The data:
⁂

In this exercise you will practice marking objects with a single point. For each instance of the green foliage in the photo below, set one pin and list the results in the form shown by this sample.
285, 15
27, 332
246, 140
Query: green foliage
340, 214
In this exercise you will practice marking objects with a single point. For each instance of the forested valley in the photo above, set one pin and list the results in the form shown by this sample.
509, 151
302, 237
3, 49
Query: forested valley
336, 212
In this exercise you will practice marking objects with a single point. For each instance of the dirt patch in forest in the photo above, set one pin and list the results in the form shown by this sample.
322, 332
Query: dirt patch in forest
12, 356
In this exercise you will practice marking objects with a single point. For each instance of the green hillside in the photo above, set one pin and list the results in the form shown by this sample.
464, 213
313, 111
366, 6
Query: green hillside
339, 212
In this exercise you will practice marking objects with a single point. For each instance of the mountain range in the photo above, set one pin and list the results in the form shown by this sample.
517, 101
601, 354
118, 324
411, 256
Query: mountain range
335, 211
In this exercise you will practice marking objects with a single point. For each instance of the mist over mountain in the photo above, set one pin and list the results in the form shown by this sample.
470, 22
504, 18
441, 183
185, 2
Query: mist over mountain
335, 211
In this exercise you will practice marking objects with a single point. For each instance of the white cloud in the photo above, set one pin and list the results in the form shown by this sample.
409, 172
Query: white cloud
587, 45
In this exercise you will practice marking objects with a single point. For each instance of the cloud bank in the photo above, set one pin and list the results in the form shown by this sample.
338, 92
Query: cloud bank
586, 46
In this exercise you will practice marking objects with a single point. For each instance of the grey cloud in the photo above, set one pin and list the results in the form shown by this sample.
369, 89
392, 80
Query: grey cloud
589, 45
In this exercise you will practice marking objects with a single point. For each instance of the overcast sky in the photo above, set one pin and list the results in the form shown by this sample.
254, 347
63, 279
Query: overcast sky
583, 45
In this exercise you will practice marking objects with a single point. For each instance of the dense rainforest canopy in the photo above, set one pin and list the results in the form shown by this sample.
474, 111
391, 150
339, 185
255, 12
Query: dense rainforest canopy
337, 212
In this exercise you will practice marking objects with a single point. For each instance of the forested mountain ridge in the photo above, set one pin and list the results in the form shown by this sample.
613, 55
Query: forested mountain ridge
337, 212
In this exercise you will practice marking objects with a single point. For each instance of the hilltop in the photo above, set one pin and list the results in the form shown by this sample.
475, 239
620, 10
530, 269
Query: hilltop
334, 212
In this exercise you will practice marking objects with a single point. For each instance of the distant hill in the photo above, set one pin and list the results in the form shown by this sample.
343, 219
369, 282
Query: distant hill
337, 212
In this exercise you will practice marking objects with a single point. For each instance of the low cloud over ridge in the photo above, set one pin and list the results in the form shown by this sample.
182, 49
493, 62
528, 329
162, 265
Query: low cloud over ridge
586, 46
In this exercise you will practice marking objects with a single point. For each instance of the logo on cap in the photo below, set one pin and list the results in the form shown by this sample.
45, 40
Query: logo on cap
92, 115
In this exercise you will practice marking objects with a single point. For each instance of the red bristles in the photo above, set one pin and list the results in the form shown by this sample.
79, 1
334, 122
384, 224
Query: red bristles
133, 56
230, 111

⁂

Problem details: Copy out every item above word for word, keeping each line and number as it appears.

Correct answer:
In this exercise you will practice marking objects with a single point. For each instance of the green foliage in the photo below, set one pin and list the results in the form shown by this sample.
285, 15
27, 332
246, 140
Query: green foliage
340, 214
In this exercise you will practice marking objects with a single point. For each instance of the forested valley in the photo above, set one pin and list the results in the form shown by this sample.
509, 151
302, 237
3, 49
Query: forested valley
336, 212
In this exercise you will practice marking objects with a single point. For each instance of the dirt patch in forest in the photo above, set one pin and list the results in the form shown by this sample.
322, 332
Query: dirt patch in forest
12, 356
In this exercise you will practice marking objects with a single point. For each instance of the green hillside in the photo above, set one pin and list the results in the form shown by this sample.
464, 213
313, 111
366, 6
Query: green hillside
339, 212
In this exercise you will practice marking objects with a single point. For each instance of the mountain range in the photo above, set one pin and list the results in the form shown by this sample.
517, 101
601, 354
118, 324
411, 256
Query: mountain range
335, 211
In this exercise you will practice marking objects with a single point. For each instance of the mist over mountain in the photo above, set one pin and list the results in the form shown by this sample.
470, 22
504, 18
441, 183
185, 2
Query: mist over mountain
335, 211
In this exercise you will practice marking objects with a single point. For each instance of the white cloud in the photo above, set one pin and list the results in the form shown by this sample.
409, 172
Query: white cloud
587, 45
In this exercise you will practice marking objects with a single point. For each instance of the cloud bank in the photo above, set one pin and list the results in the form shown by this sample.
338, 92
Query: cloud bank
586, 46
In this exercise you will practice marking objects with a single point. For each instance of the grey cloud in the photo above, set one pin and list the results in the form shown by this sample.
369, 89
392, 80
Query: grey cloud
589, 45
In this exercise you will practice marking objects with a single point. For each instance of the overcast sky in the photo above, set one pin and list the results in the form shown by this sample.
254, 347
63, 279
Query: overcast sky
583, 45
In this exercise you will practice marking objects with a single point. For each instance of the dense rainforest canopy in the photo above, set one pin and list the results in the form shown by this sample.
474, 111
391, 150
339, 185
255, 12
Query: dense rainforest canopy
337, 212
In this exercise you will practice marking objects with a single point. For each instance of the forested mountain ridge in the photo above, set one pin and list the results in the form shown by this sample.
613, 55
Query: forested mountain ridge
337, 212
In this exercise you will practice marking objects with a single point. For each instance of the hilltop in the photo above, set one pin and list the results in the form shown by this sample.
475, 239
620, 10
530, 269
Query: hilltop
334, 212
In this exercise you will practice marking objects with a single point. For each instance of the distant hill in the photo above, set one pin and list the results in the form shown by this sample.
343, 219
369, 282
Query: distant hill
337, 212
In this exercise you will practice marking objects with a single point. For each instance of the low cloud over ridge in the photo above, set one pin and list the results in the form shown by this sample.
182, 49
493, 62
528, 329
162, 265
Query: low cloud over ridge
586, 46
In this exercise you will practice marking objects with a single point. For each instance of the logo on cap in the photo below, set one pin and list the results in the form shown by this sample.
45, 40
Query: logo on cap
92, 115
In this exercise you will practice marking objects with a single point. For each instance of the red bristles in the photo above, set one pin and list the results in the form shown by this sample.
79, 1
334, 122
384, 224
Query: red bristles
133, 56
230, 111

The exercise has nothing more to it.